# Task goal
Each line below needs to be printed again exactly.

# Provided entries
************

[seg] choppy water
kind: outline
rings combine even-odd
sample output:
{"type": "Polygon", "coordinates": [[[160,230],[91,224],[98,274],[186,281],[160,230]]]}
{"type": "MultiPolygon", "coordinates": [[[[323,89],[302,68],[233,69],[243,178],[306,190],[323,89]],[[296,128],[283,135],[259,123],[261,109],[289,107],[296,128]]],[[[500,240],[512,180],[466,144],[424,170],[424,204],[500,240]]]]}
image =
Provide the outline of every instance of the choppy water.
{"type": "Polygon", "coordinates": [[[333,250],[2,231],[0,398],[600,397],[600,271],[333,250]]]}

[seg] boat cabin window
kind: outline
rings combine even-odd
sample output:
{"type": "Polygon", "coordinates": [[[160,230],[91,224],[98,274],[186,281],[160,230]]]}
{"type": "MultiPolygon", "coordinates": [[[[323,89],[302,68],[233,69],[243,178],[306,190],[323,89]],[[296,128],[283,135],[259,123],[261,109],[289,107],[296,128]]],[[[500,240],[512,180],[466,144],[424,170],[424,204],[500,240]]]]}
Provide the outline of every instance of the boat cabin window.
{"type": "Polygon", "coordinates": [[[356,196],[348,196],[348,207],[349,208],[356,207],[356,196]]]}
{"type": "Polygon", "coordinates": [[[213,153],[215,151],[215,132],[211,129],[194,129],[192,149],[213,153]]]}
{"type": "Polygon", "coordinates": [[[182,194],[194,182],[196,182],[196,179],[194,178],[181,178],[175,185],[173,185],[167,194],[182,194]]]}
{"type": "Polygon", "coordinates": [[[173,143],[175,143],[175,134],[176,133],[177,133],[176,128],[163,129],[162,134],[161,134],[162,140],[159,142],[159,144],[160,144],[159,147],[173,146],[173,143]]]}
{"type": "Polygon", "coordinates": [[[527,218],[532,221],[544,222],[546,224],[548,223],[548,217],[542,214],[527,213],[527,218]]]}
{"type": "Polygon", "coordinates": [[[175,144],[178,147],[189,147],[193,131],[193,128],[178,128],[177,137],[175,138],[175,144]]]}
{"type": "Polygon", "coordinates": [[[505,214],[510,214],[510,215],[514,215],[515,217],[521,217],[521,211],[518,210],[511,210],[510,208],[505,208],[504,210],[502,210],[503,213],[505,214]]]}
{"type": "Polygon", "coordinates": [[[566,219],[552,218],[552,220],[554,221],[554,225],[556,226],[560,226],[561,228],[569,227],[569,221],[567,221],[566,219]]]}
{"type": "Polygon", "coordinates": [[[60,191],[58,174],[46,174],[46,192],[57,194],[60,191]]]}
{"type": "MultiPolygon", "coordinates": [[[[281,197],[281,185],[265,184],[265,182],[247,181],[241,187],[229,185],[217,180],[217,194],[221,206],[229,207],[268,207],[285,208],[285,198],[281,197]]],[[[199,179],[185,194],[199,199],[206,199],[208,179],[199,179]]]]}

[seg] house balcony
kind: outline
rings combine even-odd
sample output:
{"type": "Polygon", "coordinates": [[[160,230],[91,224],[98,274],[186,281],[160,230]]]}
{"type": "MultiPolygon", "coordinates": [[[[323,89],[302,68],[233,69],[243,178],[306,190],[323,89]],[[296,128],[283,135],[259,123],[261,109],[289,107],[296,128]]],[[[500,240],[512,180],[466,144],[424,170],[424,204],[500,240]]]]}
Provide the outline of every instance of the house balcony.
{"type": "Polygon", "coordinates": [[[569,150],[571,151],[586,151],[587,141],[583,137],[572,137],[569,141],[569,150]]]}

************

# Your solution
[seg] choppy water
kind: outline
rings combine even-odd
sample output:
{"type": "Polygon", "coordinates": [[[160,230],[91,224],[98,274],[186,281],[160,230]]]}
{"type": "MultiPolygon", "coordinates": [[[[323,89],[302,68],[233,69],[243,178],[306,190],[323,89]],[[296,128],[283,135],[259,123],[261,109],[289,107],[296,128]]],[[[500,240],[512,180],[466,144],[424,170],[424,204],[500,240]]]]}
image =
Provide the outline of every instance of the choppy water.
{"type": "Polygon", "coordinates": [[[333,250],[2,231],[0,398],[600,397],[600,271],[333,250]]]}

[seg] boat cabin window
kind: outline
rings combine even-odd
sample output:
{"type": "Polygon", "coordinates": [[[160,230],[91,224],[98,274],[186,281],[160,230]]]}
{"type": "MultiPolygon", "coordinates": [[[[323,89],[302,68],[233,69],[243,178],[306,190],[323,89]],[[296,128],[283,135],[259,123],[261,109],[289,107],[296,128]]],[[[500,240],[512,180],[466,144],[424,170],[424,204],[500,240]]]]}
Provide the outline of every instance of the boat cabin window.
{"type": "Polygon", "coordinates": [[[356,196],[348,196],[348,207],[349,208],[356,207],[356,196]]]}
{"type": "Polygon", "coordinates": [[[213,153],[215,151],[215,132],[211,129],[194,129],[192,149],[213,153]]]}
{"type": "Polygon", "coordinates": [[[182,194],[194,182],[196,182],[196,179],[194,178],[181,178],[175,185],[173,185],[167,194],[182,194]]]}
{"type": "Polygon", "coordinates": [[[173,143],[175,143],[175,134],[176,133],[177,133],[176,128],[163,129],[162,134],[161,134],[162,140],[159,142],[159,144],[160,144],[159,147],[173,146],[173,143]]]}
{"type": "Polygon", "coordinates": [[[527,218],[532,221],[544,222],[546,224],[548,223],[548,217],[542,214],[527,213],[527,218]]]}
{"type": "Polygon", "coordinates": [[[175,144],[178,147],[189,147],[193,131],[193,128],[178,128],[177,137],[175,138],[175,144]]]}
{"type": "Polygon", "coordinates": [[[505,214],[510,214],[510,215],[514,215],[515,217],[521,217],[521,211],[518,210],[511,210],[510,208],[505,208],[504,210],[502,210],[503,213],[505,214]]]}
{"type": "Polygon", "coordinates": [[[566,219],[552,218],[552,220],[554,221],[554,225],[556,226],[560,226],[561,228],[569,227],[569,221],[567,221],[566,219]]]}
{"type": "Polygon", "coordinates": [[[60,191],[58,174],[46,174],[46,192],[57,194],[60,191]]]}
{"type": "MultiPolygon", "coordinates": [[[[281,197],[281,185],[265,184],[265,182],[247,181],[241,187],[229,185],[217,180],[217,194],[221,206],[229,207],[268,207],[285,208],[285,198],[281,197]]],[[[199,179],[185,194],[199,199],[206,199],[208,179],[199,179]]]]}

[seg] house balcony
kind: outline
rings combine even-odd
sample output:
{"type": "Polygon", "coordinates": [[[160,230],[91,224],[98,274],[186,281],[160,230]]]}
{"type": "MultiPolygon", "coordinates": [[[[323,89],[302,68],[233,69],[243,178],[306,190],[323,89]],[[296,128],[283,135],[259,123],[261,109],[289,107],[296,128]]],[[[500,240],[512,180],[466,144],[424,170],[424,204],[500,240]]]]}
Provide the outline of every instance of the house balcony.
{"type": "Polygon", "coordinates": [[[569,150],[571,151],[586,151],[587,141],[583,137],[572,137],[569,141],[569,150]]]}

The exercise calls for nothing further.